Exercise prompt => Without the images, output each record below as it stands.

Given information =>
----
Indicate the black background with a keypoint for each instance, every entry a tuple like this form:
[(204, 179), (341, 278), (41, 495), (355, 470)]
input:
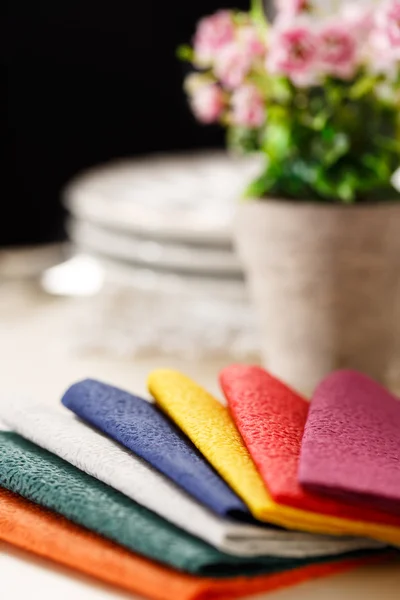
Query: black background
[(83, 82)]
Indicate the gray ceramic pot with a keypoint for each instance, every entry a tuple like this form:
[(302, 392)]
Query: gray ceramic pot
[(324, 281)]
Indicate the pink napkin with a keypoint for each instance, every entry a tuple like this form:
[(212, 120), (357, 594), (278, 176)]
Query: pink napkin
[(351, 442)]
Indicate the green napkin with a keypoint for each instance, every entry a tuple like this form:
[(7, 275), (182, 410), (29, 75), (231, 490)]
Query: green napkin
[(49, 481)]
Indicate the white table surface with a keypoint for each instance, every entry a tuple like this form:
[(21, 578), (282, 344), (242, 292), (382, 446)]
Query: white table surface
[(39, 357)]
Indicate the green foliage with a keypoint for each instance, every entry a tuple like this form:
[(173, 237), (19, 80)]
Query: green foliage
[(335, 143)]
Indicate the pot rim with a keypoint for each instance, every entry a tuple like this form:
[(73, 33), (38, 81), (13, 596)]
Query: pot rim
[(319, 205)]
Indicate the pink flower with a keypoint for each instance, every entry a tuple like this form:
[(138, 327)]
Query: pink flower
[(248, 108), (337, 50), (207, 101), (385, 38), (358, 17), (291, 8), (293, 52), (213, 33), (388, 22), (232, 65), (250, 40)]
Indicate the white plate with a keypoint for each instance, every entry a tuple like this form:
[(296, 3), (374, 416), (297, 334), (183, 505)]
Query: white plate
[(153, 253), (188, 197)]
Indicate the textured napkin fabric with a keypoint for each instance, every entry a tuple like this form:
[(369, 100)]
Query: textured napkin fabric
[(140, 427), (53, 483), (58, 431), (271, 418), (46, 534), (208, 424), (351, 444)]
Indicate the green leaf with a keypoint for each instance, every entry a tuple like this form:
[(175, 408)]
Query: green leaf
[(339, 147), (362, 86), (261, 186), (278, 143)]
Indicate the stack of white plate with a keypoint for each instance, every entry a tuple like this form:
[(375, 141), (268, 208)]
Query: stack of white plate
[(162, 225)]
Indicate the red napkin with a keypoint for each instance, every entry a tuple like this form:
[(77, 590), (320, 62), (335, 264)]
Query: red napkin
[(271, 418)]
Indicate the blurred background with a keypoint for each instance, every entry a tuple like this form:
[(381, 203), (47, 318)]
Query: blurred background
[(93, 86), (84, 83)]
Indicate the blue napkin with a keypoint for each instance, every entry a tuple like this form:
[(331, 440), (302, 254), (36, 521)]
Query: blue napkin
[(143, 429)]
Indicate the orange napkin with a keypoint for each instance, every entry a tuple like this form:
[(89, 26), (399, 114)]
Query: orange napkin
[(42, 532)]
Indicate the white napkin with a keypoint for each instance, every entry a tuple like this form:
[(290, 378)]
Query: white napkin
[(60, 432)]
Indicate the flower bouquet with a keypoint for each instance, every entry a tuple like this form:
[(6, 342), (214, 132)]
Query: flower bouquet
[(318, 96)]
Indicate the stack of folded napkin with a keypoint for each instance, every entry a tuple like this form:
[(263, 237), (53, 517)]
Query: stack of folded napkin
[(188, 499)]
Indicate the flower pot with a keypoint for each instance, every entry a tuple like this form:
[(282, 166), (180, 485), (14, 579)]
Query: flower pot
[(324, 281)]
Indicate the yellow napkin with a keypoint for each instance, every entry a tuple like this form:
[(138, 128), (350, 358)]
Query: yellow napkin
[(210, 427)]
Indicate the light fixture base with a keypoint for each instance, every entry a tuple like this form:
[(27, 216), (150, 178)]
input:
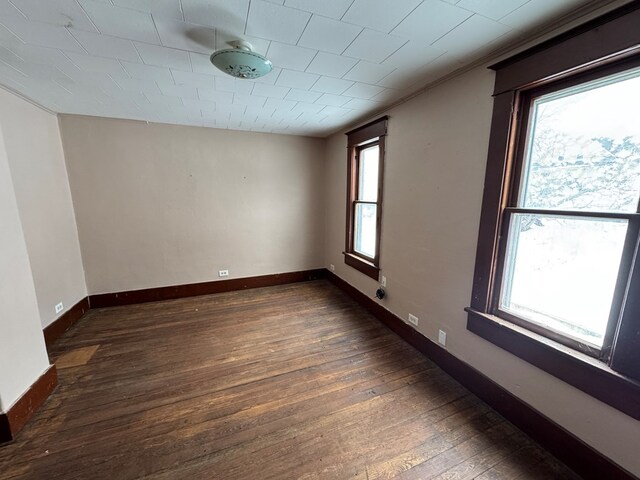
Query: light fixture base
----
Result of the exercise =>
Indicate the black background with a keypoint for each instance, every entry a tuple like this form:
[(204, 179), (341, 278), (41, 495), (355, 470)]
input:
Query: black background
[(83, 82)]
Indicate the gray ceramic pot with a keypoint for each instance, every entry a tuple like this form:
[(302, 392)]
Query: gray ceramic pot
[(324, 281)]
Indicate the pink napkin with a keypoint for each instance, every entry a tuple like this form:
[(212, 120), (357, 594), (278, 176)]
Query: pink napkin
[(351, 442)]
Indicate the green napkin with a keypoint for each instance, every entry a tuple like this form:
[(7, 275), (182, 410), (29, 75), (231, 490)]
Query: green napkin
[(49, 481)]
Indicate the white table surface with a keypoint for each instance, every entry a tuple like this form:
[(21, 578), (282, 344), (242, 292), (382, 446)]
Query: white table surface
[(39, 357)]
Indicate the green foliage with a keypoint for each instance, every entry a tuple like this form:
[(173, 237), (19, 80)]
Query: green foliage
[(335, 143)]
Indicate the pot rim with a keypoint for each instance, every entry a tuple like this form:
[(73, 33), (38, 81), (13, 596)]
Query: pot rim
[(319, 205)]
Indicate the pink flower with a keypoint for each instance, every entry a tuple like this form:
[(138, 327)]
Query: pink flower
[(248, 108), (337, 50), (207, 101), (385, 38), (358, 17), (291, 8), (293, 52), (213, 33), (388, 22), (232, 65), (250, 40)]
Indicate the white plate with a keypoint for each instance, every entry a tuple like this form:
[(296, 3), (374, 416), (297, 334), (183, 505)]
Query: white plate
[(153, 253), (188, 197)]
Indicate the textured napkin fabric with a keypoint for each instance, every entry a tuple like this form:
[(369, 100)]
Query: textured napkin fabric
[(140, 427), (53, 483), (58, 431), (271, 418), (46, 534), (208, 424), (351, 444)]
Indicate the green leaf with a keypoint for each instance, every entry a tuple like this form:
[(175, 408)]
Query: green leaf
[(339, 147), (362, 86), (261, 186), (278, 143)]
Indicate the stack of white plate with a keypoint for each instance, every entry a tuple like this form:
[(375, 141), (268, 208)]
Query: stack of white plate
[(162, 225)]
Indicate the red napkin with a keypoint for each instance, every entry a tuple like this form:
[(77, 590), (320, 62), (335, 264)]
Query: red napkin
[(271, 418)]
Indicate the blurred background with a keypoint for each instance, every entry a tuple like this form:
[(381, 203), (47, 318)]
Query: blurred background
[(93, 86), (84, 83)]
Indicate the blue napkin with a keypoint for each instance, every entry a tuple like this form:
[(331, 440), (302, 254), (36, 521)]
Query: blue napkin
[(143, 429)]
Indicate the orange napkin with a keypoint for each instance, every entry a tuple like this form:
[(89, 26), (399, 114)]
Query: orange napkin
[(42, 532)]
Indicate the white napkin with a keypoint for each instance, every entry a tuple like this form:
[(290, 378)]
Query: white napkin
[(60, 432)]
Indicate the flower bouquet with a keypoint for each instance, every entry a tuple like this form:
[(6, 342), (214, 132)]
Query: flower bouquet
[(318, 96)]
Indicate the stack of folded napkin with a keypoint for each instance, every entry a tuple like this form:
[(263, 237), (53, 517)]
Query: stack of folded napkin
[(188, 499)]
Indicate the flower pot with a keypoint for each instance, every entry a tuple like this form:
[(282, 166), (180, 485), (14, 579)]
Query: flower pot
[(324, 281)]
Indicate the yellow napkin with a keypoint for each instance, every entry a tuple like this form:
[(138, 128), (350, 358)]
Query: yellow napkin
[(210, 427)]
Indicate the light fixture base with a keypoint for each instance, every entry a tuple like this form:
[(27, 216), (150, 178)]
input:
Query: light fixture base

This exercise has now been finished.